= Problem to solve =
Report how many lines in the data include the string "logo", and add nothing else.

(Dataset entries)
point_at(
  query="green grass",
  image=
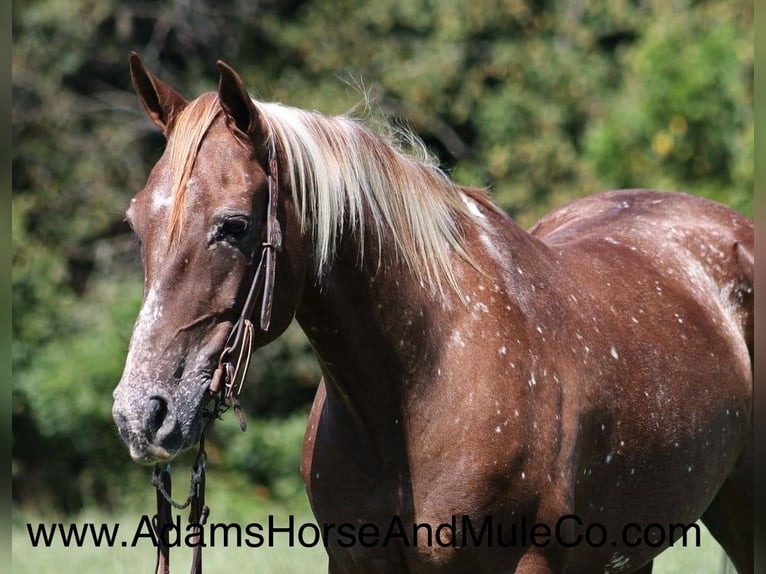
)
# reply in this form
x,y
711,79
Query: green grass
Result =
x,y
243,507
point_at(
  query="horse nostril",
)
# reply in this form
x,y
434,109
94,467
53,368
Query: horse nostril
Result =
x,y
155,414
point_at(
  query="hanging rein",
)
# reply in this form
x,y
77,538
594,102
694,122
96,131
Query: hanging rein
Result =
x,y
225,390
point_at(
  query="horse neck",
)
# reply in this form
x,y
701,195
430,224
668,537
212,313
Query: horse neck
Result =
x,y
372,327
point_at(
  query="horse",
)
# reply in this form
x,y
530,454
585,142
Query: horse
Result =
x,y
492,399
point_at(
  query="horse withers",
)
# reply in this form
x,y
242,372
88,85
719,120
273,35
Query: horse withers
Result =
x,y
492,399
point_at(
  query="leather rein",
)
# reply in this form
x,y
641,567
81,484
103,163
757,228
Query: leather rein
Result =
x,y
225,391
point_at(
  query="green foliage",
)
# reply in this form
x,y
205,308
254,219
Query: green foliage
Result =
x,y
683,119
541,100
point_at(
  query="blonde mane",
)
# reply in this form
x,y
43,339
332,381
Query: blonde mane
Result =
x,y
343,176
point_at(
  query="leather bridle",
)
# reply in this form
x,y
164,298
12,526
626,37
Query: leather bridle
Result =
x,y
223,389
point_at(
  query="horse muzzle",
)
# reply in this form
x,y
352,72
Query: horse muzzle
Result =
x,y
153,427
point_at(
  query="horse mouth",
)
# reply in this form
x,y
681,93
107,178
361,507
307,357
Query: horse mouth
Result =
x,y
151,455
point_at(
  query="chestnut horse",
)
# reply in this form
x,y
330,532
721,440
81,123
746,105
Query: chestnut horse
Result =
x,y
492,399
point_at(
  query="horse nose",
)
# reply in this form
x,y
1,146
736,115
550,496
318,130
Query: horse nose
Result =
x,y
155,414
149,427
159,420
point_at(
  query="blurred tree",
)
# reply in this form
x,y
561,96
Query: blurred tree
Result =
x,y
541,100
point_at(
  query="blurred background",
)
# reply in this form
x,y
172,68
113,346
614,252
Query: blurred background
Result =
x,y
542,101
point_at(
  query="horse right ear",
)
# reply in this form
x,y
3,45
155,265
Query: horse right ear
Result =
x,y
161,102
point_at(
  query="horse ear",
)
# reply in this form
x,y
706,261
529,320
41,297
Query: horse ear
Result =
x,y
161,102
236,102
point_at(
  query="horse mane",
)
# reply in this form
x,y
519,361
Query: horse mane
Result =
x,y
344,176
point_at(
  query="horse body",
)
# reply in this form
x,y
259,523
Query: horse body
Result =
x,y
573,338
482,385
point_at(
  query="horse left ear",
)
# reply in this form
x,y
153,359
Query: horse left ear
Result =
x,y
236,102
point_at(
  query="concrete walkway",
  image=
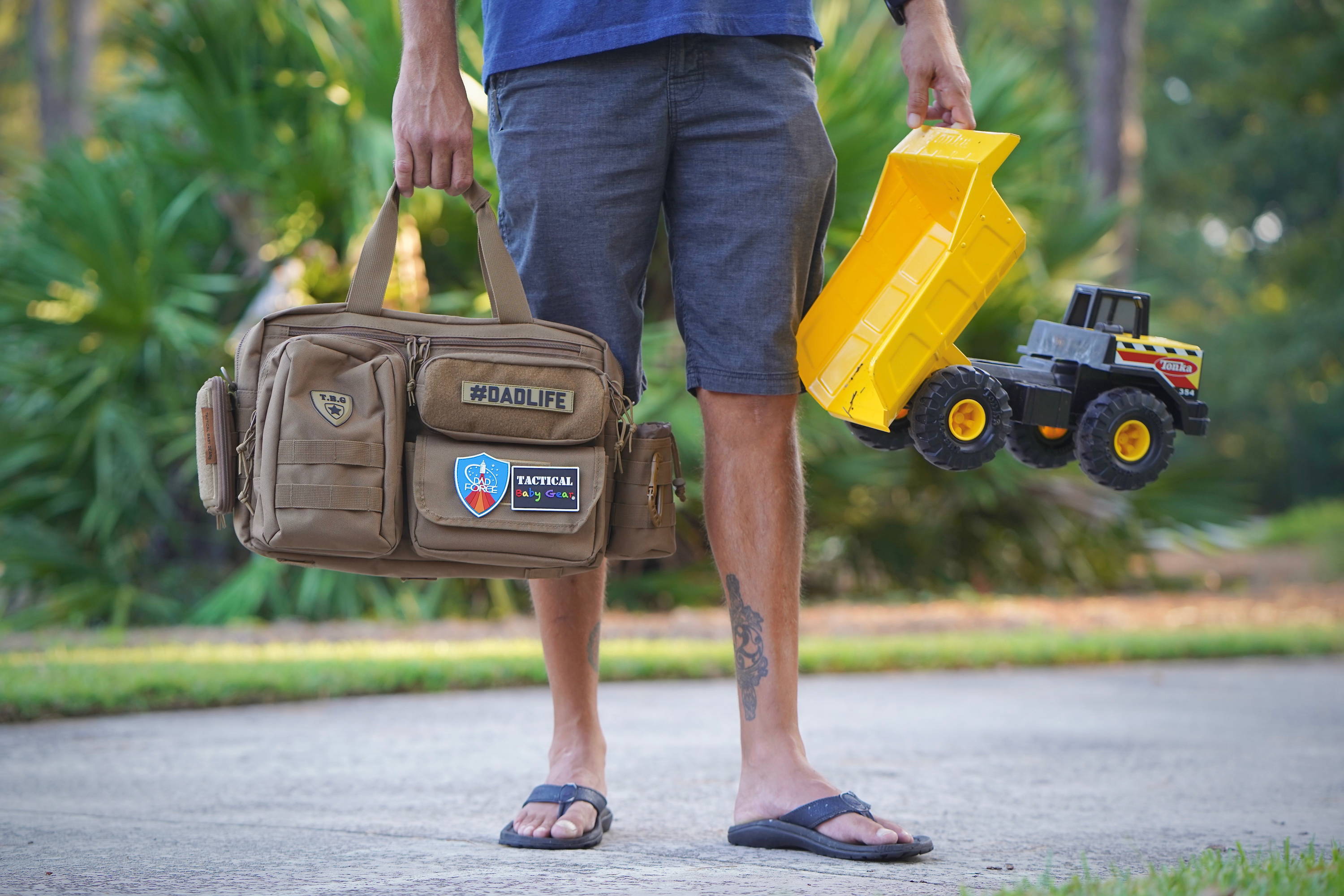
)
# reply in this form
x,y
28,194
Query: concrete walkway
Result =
x,y
405,794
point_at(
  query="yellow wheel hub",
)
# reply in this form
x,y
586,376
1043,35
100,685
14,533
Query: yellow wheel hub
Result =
x,y
967,420
1132,441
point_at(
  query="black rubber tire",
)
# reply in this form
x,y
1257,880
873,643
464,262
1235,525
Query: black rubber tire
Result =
x,y
894,441
1029,445
1096,439
929,418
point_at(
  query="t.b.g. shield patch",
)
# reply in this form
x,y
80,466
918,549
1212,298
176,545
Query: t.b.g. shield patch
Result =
x,y
480,482
335,408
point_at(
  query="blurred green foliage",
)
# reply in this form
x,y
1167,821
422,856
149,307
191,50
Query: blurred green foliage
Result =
x,y
238,135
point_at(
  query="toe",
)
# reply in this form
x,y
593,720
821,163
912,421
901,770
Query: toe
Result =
x,y
857,829
578,820
902,837
534,820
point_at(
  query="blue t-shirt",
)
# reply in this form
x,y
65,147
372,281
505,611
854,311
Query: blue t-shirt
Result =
x,y
529,33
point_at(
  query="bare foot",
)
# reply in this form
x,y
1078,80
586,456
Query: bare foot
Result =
x,y
581,765
779,785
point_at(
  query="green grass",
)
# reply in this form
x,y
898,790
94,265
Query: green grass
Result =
x,y
1312,872
77,681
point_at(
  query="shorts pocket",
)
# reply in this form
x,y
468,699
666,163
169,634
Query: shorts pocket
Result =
x,y
217,444
482,397
643,513
328,437
482,501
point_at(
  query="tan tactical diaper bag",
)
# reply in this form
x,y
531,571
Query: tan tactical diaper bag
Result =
x,y
426,447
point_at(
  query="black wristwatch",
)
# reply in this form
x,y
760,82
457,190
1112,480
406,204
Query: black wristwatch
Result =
x,y
898,10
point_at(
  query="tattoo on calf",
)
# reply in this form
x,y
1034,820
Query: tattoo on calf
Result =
x,y
594,637
748,646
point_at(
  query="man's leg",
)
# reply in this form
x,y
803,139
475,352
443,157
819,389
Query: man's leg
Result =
x,y
754,512
570,614
581,152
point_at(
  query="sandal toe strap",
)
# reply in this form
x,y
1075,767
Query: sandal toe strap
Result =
x,y
823,810
569,794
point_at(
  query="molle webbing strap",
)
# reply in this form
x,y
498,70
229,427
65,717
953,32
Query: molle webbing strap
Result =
x,y
331,452
375,261
328,497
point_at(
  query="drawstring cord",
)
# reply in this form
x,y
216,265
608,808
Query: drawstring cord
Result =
x,y
245,458
417,353
678,482
624,410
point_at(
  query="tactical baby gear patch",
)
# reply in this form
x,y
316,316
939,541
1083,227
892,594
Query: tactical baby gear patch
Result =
x,y
506,396
335,408
480,482
546,488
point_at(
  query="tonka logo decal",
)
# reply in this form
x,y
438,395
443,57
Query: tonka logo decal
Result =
x,y
1175,366
335,408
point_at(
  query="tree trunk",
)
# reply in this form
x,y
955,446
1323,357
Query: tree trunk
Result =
x,y
62,69
53,113
84,23
1115,117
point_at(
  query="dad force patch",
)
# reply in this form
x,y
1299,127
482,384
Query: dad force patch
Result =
x,y
546,488
503,396
480,481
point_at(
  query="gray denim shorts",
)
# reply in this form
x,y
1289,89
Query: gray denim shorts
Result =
x,y
719,134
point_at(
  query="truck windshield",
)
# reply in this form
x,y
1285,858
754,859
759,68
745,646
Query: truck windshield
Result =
x,y
1119,311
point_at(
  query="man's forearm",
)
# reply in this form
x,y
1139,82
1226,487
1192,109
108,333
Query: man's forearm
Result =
x,y
928,13
429,33
432,119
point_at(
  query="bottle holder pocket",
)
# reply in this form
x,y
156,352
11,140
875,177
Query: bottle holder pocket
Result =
x,y
217,444
643,513
480,501
328,433
494,398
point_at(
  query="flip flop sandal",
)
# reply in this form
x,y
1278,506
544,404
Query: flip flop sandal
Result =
x,y
796,831
566,796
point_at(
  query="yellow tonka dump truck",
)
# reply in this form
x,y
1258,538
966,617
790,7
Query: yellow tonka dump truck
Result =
x,y
877,347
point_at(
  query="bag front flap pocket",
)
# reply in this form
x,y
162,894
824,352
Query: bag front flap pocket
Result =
x,y
507,487
326,478
494,397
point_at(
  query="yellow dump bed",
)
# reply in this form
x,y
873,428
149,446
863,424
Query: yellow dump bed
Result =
x,y
937,241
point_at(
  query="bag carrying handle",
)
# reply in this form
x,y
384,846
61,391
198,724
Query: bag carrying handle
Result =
x,y
508,302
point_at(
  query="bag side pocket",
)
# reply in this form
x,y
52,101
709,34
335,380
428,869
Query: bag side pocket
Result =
x,y
643,515
217,444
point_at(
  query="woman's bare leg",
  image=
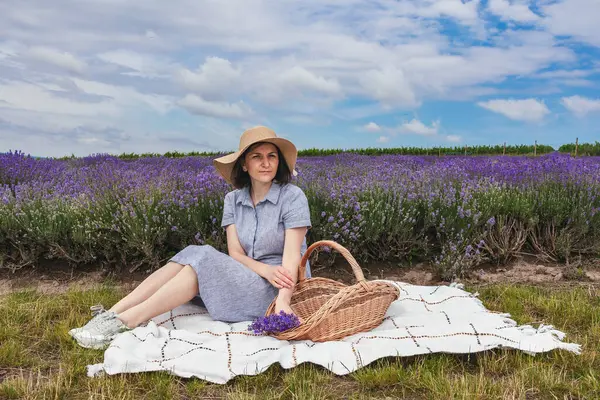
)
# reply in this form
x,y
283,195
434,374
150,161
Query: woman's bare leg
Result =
x,y
148,287
180,289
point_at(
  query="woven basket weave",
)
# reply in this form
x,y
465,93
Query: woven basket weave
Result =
x,y
331,310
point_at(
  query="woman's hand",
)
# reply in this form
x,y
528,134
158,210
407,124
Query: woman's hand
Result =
x,y
284,305
279,277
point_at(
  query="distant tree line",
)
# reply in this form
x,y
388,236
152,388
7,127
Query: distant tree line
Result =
x,y
582,149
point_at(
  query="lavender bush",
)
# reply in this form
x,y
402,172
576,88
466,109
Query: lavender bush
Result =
x,y
454,211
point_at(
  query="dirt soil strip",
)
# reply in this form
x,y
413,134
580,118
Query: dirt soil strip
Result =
x,y
56,277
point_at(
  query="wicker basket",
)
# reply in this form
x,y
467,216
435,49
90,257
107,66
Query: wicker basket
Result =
x,y
331,310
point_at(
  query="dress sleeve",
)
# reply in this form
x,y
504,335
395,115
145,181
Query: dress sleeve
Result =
x,y
298,212
228,210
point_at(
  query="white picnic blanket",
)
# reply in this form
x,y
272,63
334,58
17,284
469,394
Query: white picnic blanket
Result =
x,y
425,319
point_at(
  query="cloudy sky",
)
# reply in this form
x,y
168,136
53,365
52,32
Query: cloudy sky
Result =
x,y
112,76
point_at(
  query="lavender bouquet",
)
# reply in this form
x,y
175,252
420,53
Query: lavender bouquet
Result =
x,y
274,323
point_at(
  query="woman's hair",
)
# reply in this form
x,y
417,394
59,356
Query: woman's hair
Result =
x,y
241,179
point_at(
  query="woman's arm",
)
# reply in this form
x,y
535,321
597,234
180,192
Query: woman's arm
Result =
x,y
236,251
291,259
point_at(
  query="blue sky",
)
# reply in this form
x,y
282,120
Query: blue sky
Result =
x,y
109,76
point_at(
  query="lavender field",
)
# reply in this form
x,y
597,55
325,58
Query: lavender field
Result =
x,y
454,211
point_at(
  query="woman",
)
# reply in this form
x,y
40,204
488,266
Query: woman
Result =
x,y
266,220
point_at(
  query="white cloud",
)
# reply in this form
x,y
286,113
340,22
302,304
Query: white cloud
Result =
x,y
530,110
390,86
512,10
300,78
416,126
581,106
372,127
276,61
216,78
453,138
142,65
55,57
197,105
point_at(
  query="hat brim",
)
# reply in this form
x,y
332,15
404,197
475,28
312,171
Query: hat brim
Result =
x,y
224,165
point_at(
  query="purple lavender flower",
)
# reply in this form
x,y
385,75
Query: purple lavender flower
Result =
x,y
274,323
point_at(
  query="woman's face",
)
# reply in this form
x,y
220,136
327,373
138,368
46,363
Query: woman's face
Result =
x,y
261,162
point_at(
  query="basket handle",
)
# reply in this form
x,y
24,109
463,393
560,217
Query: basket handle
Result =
x,y
360,277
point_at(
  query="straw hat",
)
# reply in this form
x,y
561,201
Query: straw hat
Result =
x,y
224,165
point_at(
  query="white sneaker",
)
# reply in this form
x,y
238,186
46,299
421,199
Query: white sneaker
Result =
x,y
99,334
97,312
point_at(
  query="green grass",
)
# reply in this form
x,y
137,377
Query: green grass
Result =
x,y
38,359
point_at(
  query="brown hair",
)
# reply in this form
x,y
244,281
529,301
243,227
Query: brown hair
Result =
x,y
241,178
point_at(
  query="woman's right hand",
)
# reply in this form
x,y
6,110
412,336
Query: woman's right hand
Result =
x,y
279,277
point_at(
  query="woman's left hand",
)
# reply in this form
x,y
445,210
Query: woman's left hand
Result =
x,y
285,306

= Answer box =
2